*ENTRIES PROVIDED*.
Start of Block
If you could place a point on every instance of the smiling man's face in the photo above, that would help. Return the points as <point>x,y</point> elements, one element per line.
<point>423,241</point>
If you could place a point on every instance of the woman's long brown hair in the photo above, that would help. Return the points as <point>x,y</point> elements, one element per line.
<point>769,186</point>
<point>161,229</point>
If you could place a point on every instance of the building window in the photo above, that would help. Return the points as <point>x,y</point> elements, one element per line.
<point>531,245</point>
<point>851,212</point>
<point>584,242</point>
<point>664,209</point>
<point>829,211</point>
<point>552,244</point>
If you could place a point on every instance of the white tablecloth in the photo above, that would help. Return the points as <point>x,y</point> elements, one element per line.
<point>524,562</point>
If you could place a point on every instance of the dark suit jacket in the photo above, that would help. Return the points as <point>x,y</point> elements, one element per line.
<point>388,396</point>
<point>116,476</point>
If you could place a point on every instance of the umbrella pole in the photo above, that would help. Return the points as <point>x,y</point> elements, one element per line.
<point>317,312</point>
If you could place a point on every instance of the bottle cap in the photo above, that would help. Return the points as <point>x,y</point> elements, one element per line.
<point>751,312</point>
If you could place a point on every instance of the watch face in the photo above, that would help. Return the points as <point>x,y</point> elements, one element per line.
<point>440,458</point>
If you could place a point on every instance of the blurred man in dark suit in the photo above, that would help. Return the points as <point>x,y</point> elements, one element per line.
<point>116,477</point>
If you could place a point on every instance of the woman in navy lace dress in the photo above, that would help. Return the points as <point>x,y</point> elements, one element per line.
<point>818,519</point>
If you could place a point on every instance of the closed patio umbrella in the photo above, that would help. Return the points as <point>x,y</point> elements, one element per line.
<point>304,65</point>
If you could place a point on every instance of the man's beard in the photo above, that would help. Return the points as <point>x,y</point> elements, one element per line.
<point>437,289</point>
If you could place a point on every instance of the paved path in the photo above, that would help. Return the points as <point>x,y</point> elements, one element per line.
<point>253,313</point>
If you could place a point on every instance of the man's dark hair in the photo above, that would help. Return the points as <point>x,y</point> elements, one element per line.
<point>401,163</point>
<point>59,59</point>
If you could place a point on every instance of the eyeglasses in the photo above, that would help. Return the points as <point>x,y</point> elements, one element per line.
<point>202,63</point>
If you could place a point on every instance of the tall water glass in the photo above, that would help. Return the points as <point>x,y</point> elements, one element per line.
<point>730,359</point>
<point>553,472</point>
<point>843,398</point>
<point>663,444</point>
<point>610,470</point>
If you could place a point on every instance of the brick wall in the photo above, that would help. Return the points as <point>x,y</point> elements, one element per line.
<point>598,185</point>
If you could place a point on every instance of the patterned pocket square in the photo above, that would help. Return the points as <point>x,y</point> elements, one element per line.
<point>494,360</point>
End of Block
Repeat all of the data shown above, exactly as it appears.

*TASK OUTPUT*.
If you could place a point on every instance of the smiling man's face in the photo above, that would help. Return the points as <point>x,y</point> elements, one element per line.
<point>423,241</point>
If you could place a point on every instance of the woman's long brown hair in the photo above, that would help. Return the points as <point>x,y</point> elements, one element per line.
<point>769,186</point>
<point>161,229</point>
If you could place a point on every instance of the building window in the photo above, that would help. Return the points as <point>x,y</point> elements, one element per line.
<point>531,245</point>
<point>851,212</point>
<point>584,242</point>
<point>664,209</point>
<point>829,211</point>
<point>552,244</point>
If you could place a point on every instance of the white tablecloth in the photo above, that would help. Return the points as <point>x,y</point> elements, one element per line.
<point>524,562</point>
If you could place a point on every instance of the dark suit jacket in the photo above, that would help. Return the points as <point>x,y</point> elements, one element per line.
<point>388,396</point>
<point>116,476</point>
If you could place a point on every instance of the umbrella pole in the photo above, that would help. Return the points as <point>x,y</point> elements, one element per line.
<point>317,312</point>
If you could place a point on every instance of the bottle cap in the photo above, that would help. Return the points as <point>x,y</point> elements, one element per line.
<point>751,312</point>
If you could place a point on every instance of the watch face in the photo above, that would help. Return the points as <point>x,y</point> elements, one element per line.
<point>440,458</point>
If you could place a point on every instance of the blurred man in dark suit in the photo above, that would help. Return the points as <point>x,y</point> elements, one element per line.
<point>116,477</point>
If you could place a point on every instance of the woman in navy lace dress in the photo above, that would help. Return the points as <point>x,y</point> elements, one element per line.
<point>818,519</point>
If you could place a point on every instance of the closed patio umbrella in the photo above, that would help. Return the points as <point>x,y</point> elements, one element per line.
<point>304,65</point>
If you could place a point on every instance of the man's beard in the photo above, that would help. Return the points as <point>x,y</point> elements, one element per line.
<point>437,289</point>
If you could place a point on every instance of the paved path in the photo above, that would help. Return the points as <point>x,y</point> elements, one element per line.
<point>253,313</point>
If you could place a point on every instance of the man's dark hair in the photo above, that would help. Return the points as <point>x,y</point> elements, one element per line.
<point>401,163</point>
<point>59,59</point>
If you could place a point on every instance of the eyeglasses in the photo above, that would help. Return the points as <point>x,y</point> elements, one element per line.
<point>202,63</point>
If you could place a point on every instance of the tall water glass in the photo above, that would help. Return the points as <point>x,y</point> elements, one element per line.
<point>730,359</point>
<point>553,472</point>
<point>843,398</point>
<point>663,444</point>
<point>610,470</point>
If you could place a point on every instance of the brick wall in the photo above, that would help. Return the points as <point>x,y</point> elements, one element per line.
<point>598,185</point>
If you could place a point on every instance of the patterned pocket square in the photo above, that would help. Return the points as <point>x,y</point> elements, one element per line.
<point>494,360</point>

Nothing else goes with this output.